Présidentielle 2012

L'humour qualifié pour le second tour

Le Monde | • Mis à jour le | Par

POUR LES HUMORISTES AUSSI, la campagne touche à sa fin. nombre d'entre eux, et pas des moindres, feront du 6 mai leur soirée électorale, face au public. dans des théâtres transformés en QG improvisés, Christophe Alévêque, stéphane Guillon, Marc Jolivet ou didier Porte font salle comble depuis plusieurs mois. Passée de mode dans les années 1980 et 1990, longtemps jugée ringarde, la satire politique retrouve des accents militants et son succès d'autrefois. Nicolas Sarkozy, par ses excès et ses faux pas en tout genre, a stimulé autant l'imagination que les zygomatiques. Résultat, on se croirait presque en 1981, année où Coluche s'exclamait : "Jusqu'à présent, la France est coupée en deux. Avec moi, elle sera pliée en quatre !"

A l'époque, Guy Bedos tenait meeting à Bobino et jurait qu'il n'en sortirait que lorsque Valéry Giscard d'Estaing quitterait sa fonction. Son ultime représentation eut lieu le soir du 10 mai, avec jonchées de roses et admirateurs en liesse. Stéphane Guillon, qui se présente comme son fils spirituel, a intitulé son spectacle donné à l'Olympia jusqu'au soir du deuxième tour En mai 2012, Stéphane Guillon s'en va aussi. Une allusion à l'actuel président jugée trop explicite par la RATP qui a refusé de placarder ses affiches dans le métro.

MATÉRIEL FOURNI:
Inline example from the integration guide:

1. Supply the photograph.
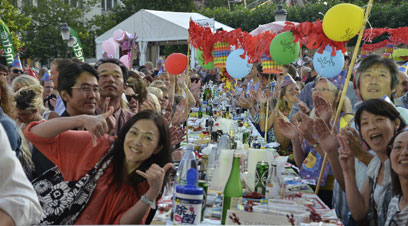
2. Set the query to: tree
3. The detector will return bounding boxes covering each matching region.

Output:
[0,1,31,51]
[22,0,96,64]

CONSIGNES DE TRAVAIL:
1) Quels humoristes l'article présente-t-il comme faisant salle comble depuis plusieurs mois dans des théâtres transformés en QG improvisés ?
2) D'après l'article, pourquoi la RATP a-t-elle refusé de placarder dans le métro les affiches du spectacle de Stéphane Guillon ?
Les entrées n'ont aucun lien avec l'article.

RÉPONSES DANS L'ORDRE:
1) Christophe Alévêque, Stéphane Guillon, Marc Jolivet et Didier Porte.

2) Elle a jugé trop explicite l'allusion à l'actuel président.